= Exercise instructions =
Retype all of the data exactly as given.

Referring expression data:
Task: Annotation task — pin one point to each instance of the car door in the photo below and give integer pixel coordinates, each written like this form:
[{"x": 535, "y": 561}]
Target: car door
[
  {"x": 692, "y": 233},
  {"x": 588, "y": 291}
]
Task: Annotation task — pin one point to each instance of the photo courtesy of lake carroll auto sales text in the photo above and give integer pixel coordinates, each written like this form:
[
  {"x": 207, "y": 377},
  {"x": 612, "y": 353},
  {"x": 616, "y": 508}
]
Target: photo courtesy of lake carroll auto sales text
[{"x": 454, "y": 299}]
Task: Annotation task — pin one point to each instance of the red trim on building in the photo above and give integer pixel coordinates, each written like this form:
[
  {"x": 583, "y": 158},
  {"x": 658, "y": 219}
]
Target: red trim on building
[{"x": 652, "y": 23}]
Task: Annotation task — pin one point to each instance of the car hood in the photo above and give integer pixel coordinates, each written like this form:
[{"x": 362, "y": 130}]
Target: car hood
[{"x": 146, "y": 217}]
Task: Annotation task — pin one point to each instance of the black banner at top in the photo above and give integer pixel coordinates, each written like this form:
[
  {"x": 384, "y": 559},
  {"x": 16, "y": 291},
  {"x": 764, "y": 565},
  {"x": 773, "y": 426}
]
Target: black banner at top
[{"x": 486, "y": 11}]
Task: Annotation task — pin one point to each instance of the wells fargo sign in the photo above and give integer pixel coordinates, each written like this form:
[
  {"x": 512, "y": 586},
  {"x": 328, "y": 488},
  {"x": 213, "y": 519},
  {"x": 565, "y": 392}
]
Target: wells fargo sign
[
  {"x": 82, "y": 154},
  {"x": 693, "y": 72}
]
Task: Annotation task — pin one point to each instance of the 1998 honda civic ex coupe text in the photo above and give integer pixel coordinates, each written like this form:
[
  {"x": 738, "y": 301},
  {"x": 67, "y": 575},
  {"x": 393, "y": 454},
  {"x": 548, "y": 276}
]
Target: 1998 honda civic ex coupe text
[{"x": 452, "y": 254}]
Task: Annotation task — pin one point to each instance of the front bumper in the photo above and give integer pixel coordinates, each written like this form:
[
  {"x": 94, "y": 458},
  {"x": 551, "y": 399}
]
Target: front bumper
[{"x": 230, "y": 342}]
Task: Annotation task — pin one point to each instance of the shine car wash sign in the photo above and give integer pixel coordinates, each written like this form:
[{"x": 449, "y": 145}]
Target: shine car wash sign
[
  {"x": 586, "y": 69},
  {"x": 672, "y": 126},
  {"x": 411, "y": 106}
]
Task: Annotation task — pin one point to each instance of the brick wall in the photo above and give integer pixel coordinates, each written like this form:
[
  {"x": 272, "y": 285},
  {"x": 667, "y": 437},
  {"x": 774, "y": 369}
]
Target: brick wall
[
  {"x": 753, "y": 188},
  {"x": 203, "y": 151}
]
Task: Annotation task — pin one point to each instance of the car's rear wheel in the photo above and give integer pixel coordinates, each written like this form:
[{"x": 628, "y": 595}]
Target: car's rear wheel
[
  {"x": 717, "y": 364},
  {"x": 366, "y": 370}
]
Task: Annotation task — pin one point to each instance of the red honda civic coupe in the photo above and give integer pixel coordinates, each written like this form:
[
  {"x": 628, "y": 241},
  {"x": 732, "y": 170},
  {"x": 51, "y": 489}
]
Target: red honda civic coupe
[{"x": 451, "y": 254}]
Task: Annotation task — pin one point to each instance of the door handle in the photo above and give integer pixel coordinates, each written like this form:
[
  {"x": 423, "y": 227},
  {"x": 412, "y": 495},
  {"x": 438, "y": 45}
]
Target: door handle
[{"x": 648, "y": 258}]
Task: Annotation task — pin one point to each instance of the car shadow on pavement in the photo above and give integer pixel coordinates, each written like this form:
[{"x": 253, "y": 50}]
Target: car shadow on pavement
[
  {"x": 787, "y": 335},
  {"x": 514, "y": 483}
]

= Worked solution =
Task: Annotation task — pin one point to each instance of the car door in the photo below and give integer pixel coordinates, each written like this form:
[{"x": 535, "y": 561}]
Target: car door
[
  {"x": 692, "y": 233},
  {"x": 588, "y": 291}
]
Task: Annotation task — pin one point to each instance of the photo courtesy of lake carroll auto sales text in the photo above and give integer pixel coordinates, each written like this form:
[
  {"x": 207, "y": 377},
  {"x": 612, "y": 353},
  {"x": 616, "y": 508}
]
Target: photo courtesy of lake carroll auto sales text
[{"x": 454, "y": 299}]
Task: Annotation task — pin one point to each instance of the red trim on building in the photo above and give integer pixel coordinates, each written like this form:
[
  {"x": 583, "y": 158},
  {"x": 658, "y": 219}
]
Target: red trim on building
[{"x": 652, "y": 23}]
Task: Annotation task — pin one point to each instance of the car hood in the photo above and give integer pixel coordinates, each written like this form:
[{"x": 362, "y": 130}]
Target: car hood
[{"x": 146, "y": 217}]
Task: Annotation task — pin one point to each instance of the black banner at top in the photo above and give integer pixel coordinates, each written like this form:
[
  {"x": 384, "y": 559},
  {"x": 16, "y": 291},
  {"x": 764, "y": 565},
  {"x": 773, "y": 426}
]
Target: black banner at top
[{"x": 486, "y": 11}]
Task: Annotation task — pin one point to each instance of the wells fargo sign in the photo above and give integer pixel coordinates, each written like this form:
[
  {"x": 512, "y": 586},
  {"x": 328, "y": 488},
  {"x": 213, "y": 519},
  {"x": 565, "y": 392}
]
Target: wells fargo sign
[
  {"x": 82, "y": 154},
  {"x": 693, "y": 72}
]
Task: Annotation task — pin one point to each instance of the 1998 honda civic ex coupe text in the photo above and give integer pixel coordinates, each written like this form:
[
  {"x": 738, "y": 301},
  {"x": 67, "y": 575},
  {"x": 393, "y": 454},
  {"x": 548, "y": 276}
]
Target: 1998 honda civic ex coupe text
[{"x": 452, "y": 254}]
Task: Annotation task — pin one point to each instance of the front bumper in the photo above and give integer pixel coordinates, each written like this form:
[
  {"x": 94, "y": 458},
  {"x": 551, "y": 399}
]
Target: front bumper
[{"x": 230, "y": 342}]
Task: Annotation task — pin one point to each instance of the shine car wash sign in the photo above and give integer pixel coordinates, each written like this form:
[{"x": 449, "y": 145}]
Target: shine car wash sign
[
  {"x": 586, "y": 69},
  {"x": 672, "y": 126},
  {"x": 411, "y": 106}
]
Task: Annotation task — pin one point to each instance of the brick wall in the photo above and give integer pixel coordinates, each written like this form:
[
  {"x": 272, "y": 285},
  {"x": 667, "y": 437},
  {"x": 774, "y": 369}
]
Target: brick wall
[
  {"x": 753, "y": 188},
  {"x": 203, "y": 151}
]
Task: Annotation task — pin one point to each instance of the car's rear wheel in the photo above and give integer pixel coordinates, each written like this form:
[{"x": 628, "y": 595}]
Target: car's rear wheel
[
  {"x": 717, "y": 364},
  {"x": 366, "y": 370}
]
Task: Annotation task — pin one point to each instance of the red honda civic coupe in the photo above and give integer pixel coordinates, each written like this form:
[
  {"x": 628, "y": 241},
  {"x": 732, "y": 170},
  {"x": 51, "y": 489}
]
Target: red honda civic coupe
[{"x": 451, "y": 254}]
Task: Annotation task — pin one point to each instance of the door handle in the photo above and give integer pixel coordinates, each written like this form:
[
  {"x": 423, "y": 227},
  {"x": 412, "y": 495},
  {"x": 438, "y": 45}
]
Target: door handle
[{"x": 648, "y": 258}]
Task: Annotation task — pin one point to each instance of the car shadow on pavement in the photo above and give integer pixel coordinates, each written like this form:
[{"x": 253, "y": 50}]
Target: car shadow on pavement
[
  {"x": 787, "y": 335},
  {"x": 514, "y": 483}
]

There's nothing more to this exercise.